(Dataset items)
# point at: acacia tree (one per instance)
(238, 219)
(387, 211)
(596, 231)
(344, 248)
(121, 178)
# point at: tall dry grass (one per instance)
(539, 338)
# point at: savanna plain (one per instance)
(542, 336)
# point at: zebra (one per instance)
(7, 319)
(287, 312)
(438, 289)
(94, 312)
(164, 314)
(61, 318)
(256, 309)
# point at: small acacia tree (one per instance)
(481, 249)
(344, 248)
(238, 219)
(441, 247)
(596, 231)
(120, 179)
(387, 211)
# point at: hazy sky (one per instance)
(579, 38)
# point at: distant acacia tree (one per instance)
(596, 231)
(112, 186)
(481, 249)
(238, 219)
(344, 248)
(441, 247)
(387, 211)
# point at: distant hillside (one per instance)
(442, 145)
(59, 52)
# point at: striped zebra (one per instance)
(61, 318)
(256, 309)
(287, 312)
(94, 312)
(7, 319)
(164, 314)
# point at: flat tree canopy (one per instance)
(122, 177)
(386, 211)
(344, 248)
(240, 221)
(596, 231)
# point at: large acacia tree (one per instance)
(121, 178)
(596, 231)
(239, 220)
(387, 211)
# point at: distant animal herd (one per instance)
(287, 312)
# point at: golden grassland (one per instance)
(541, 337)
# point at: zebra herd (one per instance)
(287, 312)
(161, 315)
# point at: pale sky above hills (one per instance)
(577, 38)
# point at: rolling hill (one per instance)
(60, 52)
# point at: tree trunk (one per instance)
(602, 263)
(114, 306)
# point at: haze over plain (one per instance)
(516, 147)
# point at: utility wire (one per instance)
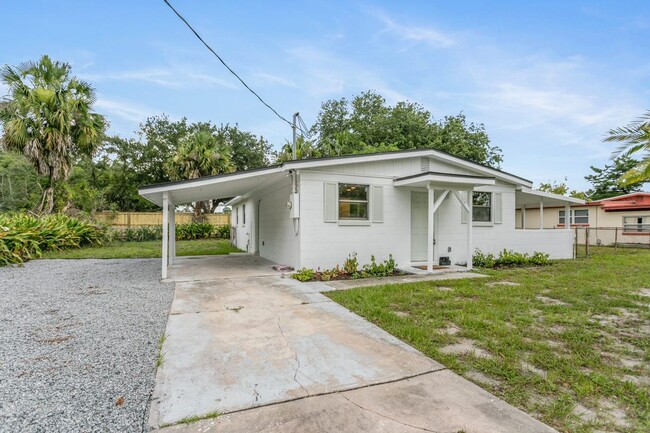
(224, 63)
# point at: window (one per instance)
(353, 201)
(482, 207)
(576, 217)
(636, 224)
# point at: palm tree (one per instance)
(636, 139)
(48, 116)
(200, 154)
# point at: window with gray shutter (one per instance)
(330, 202)
(498, 208)
(377, 203)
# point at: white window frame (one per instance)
(491, 207)
(634, 228)
(353, 221)
(561, 220)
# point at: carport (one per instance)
(171, 194)
(527, 198)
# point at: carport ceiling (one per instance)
(206, 188)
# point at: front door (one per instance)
(419, 231)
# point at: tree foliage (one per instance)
(20, 187)
(367, 124)
(48, 117)
(606, 181)
(635, 139)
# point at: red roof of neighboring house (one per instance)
(633, 201)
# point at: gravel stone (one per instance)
(79, 343)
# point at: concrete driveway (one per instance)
(241, 337)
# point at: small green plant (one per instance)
(374, 269)
(351, 264)
(509, 258)
(161, 355)
(26, 236)
(304, 274)
(350, 270)
(222, 232)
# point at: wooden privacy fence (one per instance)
(139, 219)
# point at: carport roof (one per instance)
(532, 198)
(243, 182)
(209, 187)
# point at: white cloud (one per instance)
(413, 33)
(127, 110)
(266, 78)
(162, 76)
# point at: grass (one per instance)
(194, 418)
(161, 355)
(147, 249)
(568, 343)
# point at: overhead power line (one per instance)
(224, 63)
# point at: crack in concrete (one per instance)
(386, 416)
(295, 356)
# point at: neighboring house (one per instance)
(412, 204)
(623, 219)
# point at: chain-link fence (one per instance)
(637, 236)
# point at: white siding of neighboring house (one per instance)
(601, 224)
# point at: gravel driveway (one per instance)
(79, 343)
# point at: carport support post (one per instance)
(567, 217)
(165, 249)
(172, 232)
(470, 217)
(430, 229)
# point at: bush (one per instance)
(23, 236)
(304, 274)
(375, 269)
(189, 231)
(509, 258)
(222, 232)
(350, 270)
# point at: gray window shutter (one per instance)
(463, 214)
(330, 202)
(498, 207)
(377, 203)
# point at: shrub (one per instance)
(189, 231)
(375, 269)
(24, 236)
(351, 264)
(304, 274)
(509, 258)
(483, 260)
(223, 232)
(350, 270)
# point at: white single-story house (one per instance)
(412, 204)
(624, 219)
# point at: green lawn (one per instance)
(568, 343)
(149, 249)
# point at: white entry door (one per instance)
(419, 231)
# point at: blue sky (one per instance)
(547, 79)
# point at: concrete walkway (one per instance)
(274, 354)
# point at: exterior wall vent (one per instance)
(424, 165)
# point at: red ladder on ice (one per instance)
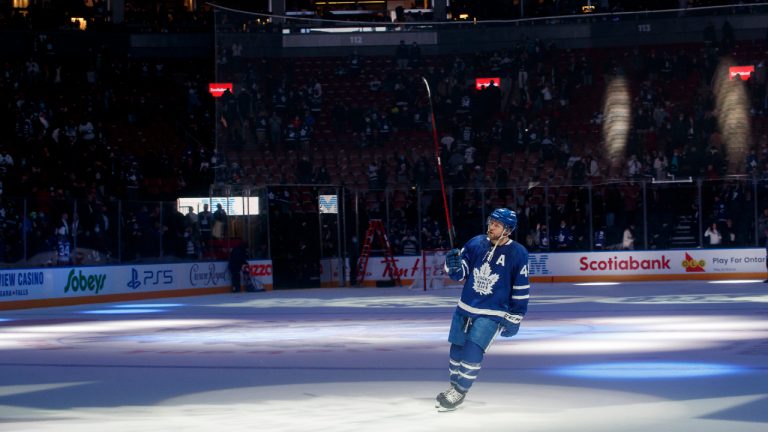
(376, 227)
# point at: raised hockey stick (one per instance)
(439, 164)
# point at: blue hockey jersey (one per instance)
(495, 286)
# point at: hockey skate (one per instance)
(450, 399)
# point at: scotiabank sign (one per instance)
(683, 263)
(629, 263)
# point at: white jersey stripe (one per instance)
(515, 319)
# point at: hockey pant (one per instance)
(470, 338)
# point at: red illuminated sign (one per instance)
(218, 89)
(481, 83)
(741, 72)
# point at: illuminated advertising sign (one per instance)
(218, 89)
(233, 206)
(481, 83)
(740, 72)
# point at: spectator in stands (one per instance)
(238, 260)
(628, 239)
(220, 227)
(713, 237)
(564, 237)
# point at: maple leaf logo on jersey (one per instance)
(484, 279)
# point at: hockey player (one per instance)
(494, 300)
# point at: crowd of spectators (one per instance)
(89, 134)
(87, 142)
(543, 112)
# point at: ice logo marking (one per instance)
(484, 279)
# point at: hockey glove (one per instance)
(511, 325)
(453, 264)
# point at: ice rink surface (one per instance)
(672, 356)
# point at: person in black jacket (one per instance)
(238, 258)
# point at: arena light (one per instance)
(151, 305)
(596, 283)
(121, 311)
(648, 370)
(736, 281)
(82, 24)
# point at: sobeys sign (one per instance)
(80, 282)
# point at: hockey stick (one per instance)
(439, 164)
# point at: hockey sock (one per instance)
(455, 362)
(469, 366)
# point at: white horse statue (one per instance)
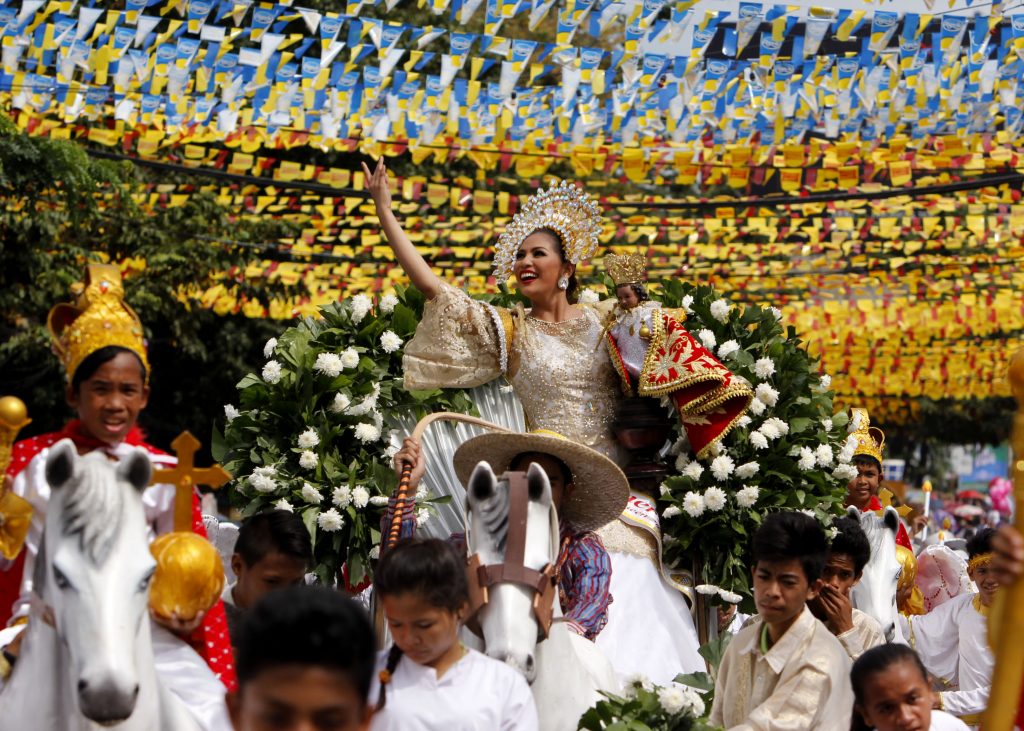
(875, 594)
(565, 671)
(86, 660)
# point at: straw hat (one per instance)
(601, 489)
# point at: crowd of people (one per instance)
(245, 643)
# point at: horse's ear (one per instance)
(135, 469)
(891, 519)
(538, 485)
(61, 464)
(481, 482)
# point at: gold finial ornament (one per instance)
(563, 208)
(870, 440)
(97, 318)
(627, 268)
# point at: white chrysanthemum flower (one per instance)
(262, 479)
(722, 467)
(720, 309)
(759, 440)
(672, 698)
(748, 470)
(764, 368)
(845, 472)
(727, 348)
(368, 433)
(308, 439)
(766, 393)
(693, 504)
(329, 364)
(730, 597)
(271, 372)
(341, 403)
(330, 520)
(389, 341)
(349, 358)
(342, 496)
(715, 499)
(693, 471)
(360, 306)
(311, 495)
(360, 496)
(747, 497)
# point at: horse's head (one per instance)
(508, 620)
(92, 573)
(875, 594)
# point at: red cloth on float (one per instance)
(902, 538)
(210, 640)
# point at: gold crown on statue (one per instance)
(867, 443)
(626, 268)
(97, 318)
(564, 209)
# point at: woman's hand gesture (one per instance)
(378, 184)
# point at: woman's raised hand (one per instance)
(378, 184)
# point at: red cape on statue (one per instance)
(210, 640)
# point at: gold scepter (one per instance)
(15, 513)
(1006, 629)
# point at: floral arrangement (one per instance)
(310, 433)
(790, 452)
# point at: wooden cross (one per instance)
(185, 476)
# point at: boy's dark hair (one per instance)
(307, 626)
(873, 661)
(851, 541)
(980, 543)
(274, 530)
(865, 460)
(94, 360)
(431, 569)
(787, 535)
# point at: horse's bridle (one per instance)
(513, 568)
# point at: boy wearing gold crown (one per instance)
(862, 491)
(99, 341)
(654, 355)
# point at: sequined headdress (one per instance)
(870, 440)
(626, 268)
(562, 208)
(99, 317)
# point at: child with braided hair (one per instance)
(428, 679)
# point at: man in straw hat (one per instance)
(587, 489)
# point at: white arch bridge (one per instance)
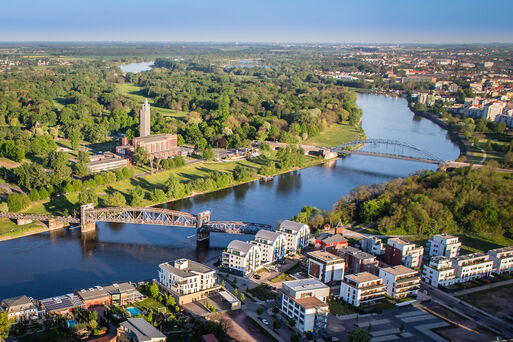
(393, 149)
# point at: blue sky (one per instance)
(361, 21)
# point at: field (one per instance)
(498, 301)
(134, 92)
(334, 136)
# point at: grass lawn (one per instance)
(133, 91)
(149, 304)
(262, 292)
(342, 308)
(150, 182)
(53, 335)
(335, 135)
(9, 229)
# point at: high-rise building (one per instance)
(144, 119)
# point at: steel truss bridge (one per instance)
(139, 215)
(400, 150)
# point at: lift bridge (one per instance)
(89, 215)
(387, 148)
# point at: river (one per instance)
(50, 264)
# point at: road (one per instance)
(480, 317)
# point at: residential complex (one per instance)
(305, 301)
(400, 281)
(325, 266)
(138, 330)
(357, 261)
(362, 288)
(472, 266)
(372, 245)
(241, 258)
(399, 251)
(19, 308)
(502, 259)
(296, 235)
(272, 245)
(184, 277)
(444, 245)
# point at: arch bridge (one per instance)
(89, 215)
(400, 150)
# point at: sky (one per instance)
(329, 21)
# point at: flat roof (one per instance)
(310, 302)
(398, 270)
(305, 284)
(325, 256)
(362, 277)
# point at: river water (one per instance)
(55, 263)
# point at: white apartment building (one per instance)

Aim of the task:
Your answer should hold exactly the lines from the one containing "# point at: residential" to the last line of the data, both included, and no others.

Response to this exercise:
# point at: residential complex (one per instance)
(305, 301)
(400, 281)
(325, 266)
(138, 330)
(357, 261)
(362, 288)
(472, 266)
(372, 245)
(241, 258)
(399, 251)
(19, 308)
(502, 259)
(296, 235)
(272, 245)
(184, 277)
(444, 245)
# point at: arch bridge (one per instance)
(89, 215)
(400, 150)
# point at: sky (one per instance)
(329, 21)
# point at: flat roof (one per instance)
(310, 302)
(398, 270)
(305, 284)
(325, 256)
(362, 277)
# point at: river water (one per instance)
(55, 263)
# point at: white apartment building (one per instance)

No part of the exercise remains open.